◆ **Quoted passage**:
%%

V {¶ 30} Hicks' third and final assignment of error is as follows:
{¶ 31} "THE TRIAL COURT ERRED BY NOT RULING THAT HICKS' LIABILITY CLAIM IS ESTABLISHED AT LAW."
{¶ 32} In his third and final assignment, Hicks contends that the trial court erred by overruling his motion for summary judgment because Mulvaney's violation of the "failure to yield the right of way" provision of R.C. § 4511.21(A) constituted negligence per se. Thus, *Page 10 Hicks' argues that it was error for the trial court to fail to find Mulvaney liable at law for his negligence.
{¶ 33} In our analyses of Hicks' previous two assignments of error, we agreed with the trial court and held that the appellee was entitled to dismissal of the claims against it. Our reasoning is based upon Hicks' failure to force the creation of Mulvaney's estate so that he could properly serve the newly created estate with a complaint, thereby commencing the action within one year as required by Civ. R. 3(A). As stated previously, the appellee is not a legal entity because Hicks did not take the proper steps to commence the action against the appellee, and any judgment rendered against it would be void. Hicks cannot be entitled to judgment against a non-entity. Thus, the trial court did not err when it denied Hicks' motion for summary judgment on the issue of the appellee's liability for Hicks' injuries.

%%

◆ **Raw records**:
%%

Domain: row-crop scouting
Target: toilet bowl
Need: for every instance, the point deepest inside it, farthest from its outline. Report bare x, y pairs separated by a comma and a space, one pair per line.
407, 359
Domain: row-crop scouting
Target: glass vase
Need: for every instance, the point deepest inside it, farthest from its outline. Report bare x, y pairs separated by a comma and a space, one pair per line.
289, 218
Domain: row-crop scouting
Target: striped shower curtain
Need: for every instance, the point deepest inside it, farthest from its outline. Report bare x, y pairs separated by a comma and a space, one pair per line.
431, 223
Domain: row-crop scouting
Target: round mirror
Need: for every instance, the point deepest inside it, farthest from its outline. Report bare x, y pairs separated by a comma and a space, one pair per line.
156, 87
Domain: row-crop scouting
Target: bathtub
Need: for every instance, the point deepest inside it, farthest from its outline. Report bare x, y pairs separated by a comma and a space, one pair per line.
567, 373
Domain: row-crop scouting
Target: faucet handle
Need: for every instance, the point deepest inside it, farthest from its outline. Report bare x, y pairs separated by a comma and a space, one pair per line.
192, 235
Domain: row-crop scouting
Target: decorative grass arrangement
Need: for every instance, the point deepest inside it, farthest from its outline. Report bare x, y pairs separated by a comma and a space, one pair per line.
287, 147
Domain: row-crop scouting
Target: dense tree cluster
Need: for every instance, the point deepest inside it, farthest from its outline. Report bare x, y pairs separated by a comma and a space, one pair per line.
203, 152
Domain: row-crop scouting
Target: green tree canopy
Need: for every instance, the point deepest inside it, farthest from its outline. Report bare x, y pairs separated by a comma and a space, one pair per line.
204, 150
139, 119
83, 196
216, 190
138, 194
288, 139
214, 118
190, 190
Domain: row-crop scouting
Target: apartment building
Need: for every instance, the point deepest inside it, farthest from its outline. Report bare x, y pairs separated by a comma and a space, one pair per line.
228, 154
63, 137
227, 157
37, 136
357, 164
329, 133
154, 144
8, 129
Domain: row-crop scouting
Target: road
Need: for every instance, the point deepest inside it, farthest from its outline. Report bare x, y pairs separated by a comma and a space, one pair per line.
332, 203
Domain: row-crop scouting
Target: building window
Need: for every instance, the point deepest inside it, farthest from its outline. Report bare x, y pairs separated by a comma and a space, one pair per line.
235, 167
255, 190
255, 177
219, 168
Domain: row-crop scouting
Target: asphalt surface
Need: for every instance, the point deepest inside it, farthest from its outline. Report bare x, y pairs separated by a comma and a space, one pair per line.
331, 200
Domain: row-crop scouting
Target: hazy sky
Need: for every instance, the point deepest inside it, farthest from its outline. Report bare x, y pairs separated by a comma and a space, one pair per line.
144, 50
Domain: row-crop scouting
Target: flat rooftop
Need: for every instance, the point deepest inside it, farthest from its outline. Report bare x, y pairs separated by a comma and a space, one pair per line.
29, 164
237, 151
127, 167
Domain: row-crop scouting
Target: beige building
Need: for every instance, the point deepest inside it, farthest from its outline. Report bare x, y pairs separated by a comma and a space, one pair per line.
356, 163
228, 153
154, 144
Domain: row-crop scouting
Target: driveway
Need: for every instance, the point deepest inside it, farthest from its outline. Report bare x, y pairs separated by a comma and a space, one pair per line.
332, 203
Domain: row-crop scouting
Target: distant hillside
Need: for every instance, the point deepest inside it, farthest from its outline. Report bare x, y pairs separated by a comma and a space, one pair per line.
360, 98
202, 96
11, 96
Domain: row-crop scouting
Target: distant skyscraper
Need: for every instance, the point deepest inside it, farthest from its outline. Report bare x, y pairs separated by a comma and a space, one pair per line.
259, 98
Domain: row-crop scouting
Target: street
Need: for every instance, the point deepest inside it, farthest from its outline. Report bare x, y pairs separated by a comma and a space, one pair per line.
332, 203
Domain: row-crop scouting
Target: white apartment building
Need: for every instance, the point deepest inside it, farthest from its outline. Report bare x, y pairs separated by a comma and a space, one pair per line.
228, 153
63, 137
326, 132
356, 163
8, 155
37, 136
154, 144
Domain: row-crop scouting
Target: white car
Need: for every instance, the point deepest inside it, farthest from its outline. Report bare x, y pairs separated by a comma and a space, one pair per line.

%%

◆ **Given task**: According to the court opinion excerpt, which rule requires the action to be commenced within one year? The records come from a different source than the court opinion excerpt.

◆ **Exercise result**: Civ. R. 3(A)